Reproduce the listing below verbatim, every line unchanged and in the same order.

::::

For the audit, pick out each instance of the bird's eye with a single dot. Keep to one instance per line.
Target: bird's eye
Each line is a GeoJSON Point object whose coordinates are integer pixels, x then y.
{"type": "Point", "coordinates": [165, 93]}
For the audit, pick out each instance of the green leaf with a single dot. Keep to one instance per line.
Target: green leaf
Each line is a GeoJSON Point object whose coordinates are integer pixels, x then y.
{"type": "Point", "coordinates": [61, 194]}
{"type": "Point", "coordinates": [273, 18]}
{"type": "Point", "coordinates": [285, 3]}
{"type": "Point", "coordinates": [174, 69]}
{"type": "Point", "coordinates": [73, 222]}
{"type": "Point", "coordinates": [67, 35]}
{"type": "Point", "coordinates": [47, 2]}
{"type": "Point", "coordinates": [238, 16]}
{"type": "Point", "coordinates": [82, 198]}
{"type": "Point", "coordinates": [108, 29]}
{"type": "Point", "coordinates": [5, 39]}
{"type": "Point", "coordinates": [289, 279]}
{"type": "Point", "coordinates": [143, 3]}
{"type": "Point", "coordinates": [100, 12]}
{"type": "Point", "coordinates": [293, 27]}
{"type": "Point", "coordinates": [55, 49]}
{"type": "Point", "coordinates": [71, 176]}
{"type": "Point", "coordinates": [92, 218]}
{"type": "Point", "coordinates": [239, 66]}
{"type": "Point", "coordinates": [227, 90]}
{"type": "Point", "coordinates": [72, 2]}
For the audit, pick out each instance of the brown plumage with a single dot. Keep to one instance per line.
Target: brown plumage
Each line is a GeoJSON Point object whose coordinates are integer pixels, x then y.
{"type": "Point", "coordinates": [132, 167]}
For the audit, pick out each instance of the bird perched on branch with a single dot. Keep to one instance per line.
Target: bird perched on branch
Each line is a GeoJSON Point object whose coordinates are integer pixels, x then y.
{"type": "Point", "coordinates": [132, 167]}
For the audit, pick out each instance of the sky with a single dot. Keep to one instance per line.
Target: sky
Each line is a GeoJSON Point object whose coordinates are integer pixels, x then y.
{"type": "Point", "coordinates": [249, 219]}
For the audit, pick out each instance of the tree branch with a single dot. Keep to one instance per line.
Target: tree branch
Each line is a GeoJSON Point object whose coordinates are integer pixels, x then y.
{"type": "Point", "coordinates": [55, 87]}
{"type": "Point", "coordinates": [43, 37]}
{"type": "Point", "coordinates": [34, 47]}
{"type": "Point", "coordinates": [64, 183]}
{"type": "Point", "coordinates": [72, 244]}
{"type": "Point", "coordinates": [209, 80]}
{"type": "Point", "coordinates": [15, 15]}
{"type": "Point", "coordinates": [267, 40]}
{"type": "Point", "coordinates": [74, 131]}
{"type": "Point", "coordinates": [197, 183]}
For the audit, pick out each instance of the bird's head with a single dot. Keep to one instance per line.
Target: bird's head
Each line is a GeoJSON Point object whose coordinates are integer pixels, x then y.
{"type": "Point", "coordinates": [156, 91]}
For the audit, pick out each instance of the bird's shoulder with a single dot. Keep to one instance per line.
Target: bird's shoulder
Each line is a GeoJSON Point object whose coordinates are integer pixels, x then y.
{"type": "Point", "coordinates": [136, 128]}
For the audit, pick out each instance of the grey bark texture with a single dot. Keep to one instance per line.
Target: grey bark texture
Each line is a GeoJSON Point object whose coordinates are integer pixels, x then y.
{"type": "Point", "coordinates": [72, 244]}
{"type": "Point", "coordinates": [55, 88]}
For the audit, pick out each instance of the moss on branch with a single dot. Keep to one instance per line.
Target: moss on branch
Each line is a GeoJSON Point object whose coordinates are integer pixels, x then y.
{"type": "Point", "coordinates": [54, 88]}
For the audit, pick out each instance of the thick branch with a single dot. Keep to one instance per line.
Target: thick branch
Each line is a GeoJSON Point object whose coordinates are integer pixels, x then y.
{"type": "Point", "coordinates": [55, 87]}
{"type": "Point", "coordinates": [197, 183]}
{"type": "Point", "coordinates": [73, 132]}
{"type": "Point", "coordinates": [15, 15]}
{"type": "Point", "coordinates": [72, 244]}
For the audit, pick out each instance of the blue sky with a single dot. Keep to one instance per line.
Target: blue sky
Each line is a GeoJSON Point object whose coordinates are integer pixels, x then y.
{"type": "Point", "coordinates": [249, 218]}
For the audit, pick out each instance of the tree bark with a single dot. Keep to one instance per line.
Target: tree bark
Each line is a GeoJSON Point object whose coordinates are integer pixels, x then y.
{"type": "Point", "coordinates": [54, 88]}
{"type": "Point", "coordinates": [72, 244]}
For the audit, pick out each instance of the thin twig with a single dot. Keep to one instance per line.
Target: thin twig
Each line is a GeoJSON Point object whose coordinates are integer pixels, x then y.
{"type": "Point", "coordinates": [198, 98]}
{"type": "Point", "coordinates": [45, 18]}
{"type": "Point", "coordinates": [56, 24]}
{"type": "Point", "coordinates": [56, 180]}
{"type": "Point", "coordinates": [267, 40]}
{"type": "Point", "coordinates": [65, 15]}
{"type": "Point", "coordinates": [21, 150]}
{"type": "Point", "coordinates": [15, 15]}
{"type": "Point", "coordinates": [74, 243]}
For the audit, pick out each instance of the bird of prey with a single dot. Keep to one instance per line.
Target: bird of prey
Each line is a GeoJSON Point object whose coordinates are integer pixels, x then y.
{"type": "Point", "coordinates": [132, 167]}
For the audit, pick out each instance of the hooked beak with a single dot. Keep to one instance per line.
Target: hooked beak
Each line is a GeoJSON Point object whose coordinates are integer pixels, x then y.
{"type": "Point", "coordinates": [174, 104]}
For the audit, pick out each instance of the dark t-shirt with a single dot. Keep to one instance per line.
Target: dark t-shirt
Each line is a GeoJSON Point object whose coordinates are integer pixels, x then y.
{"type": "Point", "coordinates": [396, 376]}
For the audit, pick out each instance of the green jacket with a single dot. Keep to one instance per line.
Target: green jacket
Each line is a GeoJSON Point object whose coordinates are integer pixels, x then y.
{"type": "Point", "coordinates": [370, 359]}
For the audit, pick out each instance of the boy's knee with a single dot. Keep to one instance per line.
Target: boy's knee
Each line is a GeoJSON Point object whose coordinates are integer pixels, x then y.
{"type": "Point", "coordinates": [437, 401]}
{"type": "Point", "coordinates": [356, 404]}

::::

● **Worked solution**:
For the audit, pick out each instance of the bird's eye with a single dot. Keep to one instance per line.
Target: bird's eye
Each line is a GeoJSON Point object whose coordinates are integer pixels, x then y.
{"type": "Point", "coordinates": [165, 93]}
For the audit, pick out each instance of the green leaf with a single dot. Keep to one instance per line.
Target: green leaf
Each line is a GeoJSON Point object whose coordinates are integer pixels, x then y.
{"type": "Point", "coordinates": [61, 194]}
{"type": "Point", "coordinates": [273, 18]}
{"type": "Point", "coordinates": [285, 3]}
{"type": "Point", "coordinates": [174, 69]}
{"type": "Point", "coordinates": [73, 222]}
{"type": "Point", "coordinates": [67, 35]}
{"type": "Point", "coordinates": [47, 2]}
{"type": "Point", "coordinates": [238, 16]}
{"type": "Point", "coordinates": [82, 198]}
{"type": "Point", "coordinates": [108, 29]}
{"type": "Point", "coordinates": [5, 39]}
{"type": "Point", "coordinates": [289, 279]}
{"type": "Point", "coordinates": [143, 3]}
{"type": "Point", "coordinates": [100, 12]}
{"type": "Point", "coordinates": [293, 27]}
{"type": "Point", "coordinates": [55, 49]}
{"type": "Point", "coordinates": [71, 176]}
{"type": "Point", "coordinates": [92, 218]}
{"type": "Point", "coordinates": [239, 66]}
{"type": "Point", "coordinates": [227, 90]}
{"type": "Point", "coordinates": [72, 2]}
For the audit, pick out each instance of the brown plumage with a single dot. Keep to one instance per line.
Target: brown plumage
Each line is a GeoJSON Point object whose coordinates are integer pixels, x then y.
{"type": "Point", "coordinates": [132, 167]}
For the audit, pick out each instance of the bird perched on branch with a single dot. Keep to one instance per line.
Target: bird perched on branch
Each line is a GeoJSON Point object whose coordinates are integer pixels, x then y.
{"type": "Point", "coordinates": [132, 167]}
For the audit, pick out each instance of the sky with a single dot. Keep to one instance per line.
Target: sky
Each line is a GeoJSON Point object whose coordinates are integer pixels, x then y.
{"type": "Point", "coordinates": [249, 219]}
For the audit, pick out each instance of the tree branch with a single dot. Keep to one instance per line.
Target: tree branch
Each line is a GeoJSON Point object whose coordinates are integer pixels, x then y.
{"type": "Point", "coordinates": [55, 87]}
{"type": "Point", "coordinates": [43, 37]}
{"type": "Point", "coordinates": [34, 47]}
{"type": "Point", "coordinates": [64, 183]}
{"type": "Point", "coordinates": [72, 244]}
{"type": "Point", "coordinates": [209, 80]}
{"type": "Point", "coordinates": [15, 15]}
{"type": "Point", "coordinates": [267, 40]}
{"type": "Point", "coordinates": [74, 131]}
{"type": "Point", "coordinates": [197, 183]}
For the audit, pick out each instance of the bird's head with a single dot. Keep to one instance per line.
Target: bird's head
Each line is a GeoJSON Point object whose coordinates are integer pixels, x then y.
{"type": "Point", "coordinates": [156, 91]}
For the audit, pick out each instance of the bird's shoulder with a single dot. Keep to one instance per line.
Target: bird's shoulder
Each line is a GeoJSON Point object whose coordinates are integer pixels, x then y.
{"type": "Point", "coordinates": [136, 128]}
For the audit, pick out each instance of the grey bark texture with a single dot. Keep to one instance per line.
Target: grey bark texture
Each line is a GeoJSON Point object whose coordinates are integer pixels, x then y.
{"type": "Point", "coordinates": [72, 244]}
{"type": "Point", "coordinates": [55, 88]}
For the audit, pick out each instance of the moss on branch with a single dot. Keep to one instance per line.
Target: moss on branch
Each line is a GeoJSON Point object whose coordinates are integer pixels, x then y.
{"type": "Point", "coordinates": [54, 88]}
For the audit, pick out each instance of the thick branch with a single dot. Keep to one instance per line.
Target: thick branch
Each line is a GeoJSON Point object whose coordinates are integer pixels, x then y.
{"type": "Point", "coordinates": [55, 87]}
{"type": "Point", "coordinates": [197, 183]}
{"type": "Point", "coordinates": [73, 132]}
{"type": "Point", "coordinates": [15, 15]}
{"type": "Point", "coordinates": [72, 244]}
For the audit, pick out each instance of the blue sky with a single dot. Keep to one instance per line.
Target: blue sky
Each line is a GeoJSON Point object whose coordinates are integer pixels, x then y.
{"type": "Point", "coordinates": [249, 218]}
For the audit, pick out each instance of the tree bark with a single dot. Keep to one instance per line.
Target: tree bark
Each line is a GeoJSON Point object whose coordinates are integer pixels, x then y.
{"type": "Point", "coordinates": [54, 88]}
{"type": "Point", "coordinates": [72, 244]}
For the audit, pick out each instance of the thin twig with a single dot. Keep to one instance per line.
Target: thin twig
Each line is a GeoJSON Point object whose coordinates are integer pixels, x then y.
{"type": "Point", "coordinates": [198, 98]}
{"type": "Point", "coordinates": [45, 18]}
{"type": "Point", "coordinates": [56, 24]}
{"type": "Point", "coordinates": [56, 180]}
{"type": "Point", "coordinates": [267, 40]}
{"type": "Point", "coordinates": [65, 15]}
{"type": "Point", "coordinates": [21, 150]}
{"type": "Point", "coordinates": [15, 15]}
{"type": "Point", "coordinates": [74, 243]}
For the audit, pick out each instance of the bird of prey with a single dot. Keep to one instance per line.
Target: bird of prey
Each line is a GeoJSON Point object whose coordinates are integer pixels, x then y.
{"type": "Point", "coordinates": [132, 167]}
For the audit, pick out each instance of the hooked beak with a single dot. Keep to one instance per line.
Target: hooked beak
Each line is a GeoJSON Point object whose coordinates are integer pixels, x then y.
{"type": "Point", "coordinates": [174, 104]}
For the audit, pick out each instance of the dark t-shirt with a single dot. Keep to one instance per line.
Target: dark t-shirt
Each line is a GeoJSON Point object whose coordinates are integer pixels, x then y.
{"type": "Point", "coordinates": [396, 376]}
For the audit, pick out each instance of the green jacket with a single dot. Keep to one instance per line.
Target: green jacket
Each line is a GeoJSON Point object whose coordinates are integer pixels, x then y.
{"type": "Point", "coordinates": [370, 359]}
For the audit, pick out each instance of the boy's knee with a single dot. Keep to one instance per line.
Target: boy's knee
Each line is a GeoJSON Point object whose coordinates are integer pixels, x then y.
{"type": "Point", "coordinates": [437, 401]}
{"type": "Point", "coordinates": [356, 404]}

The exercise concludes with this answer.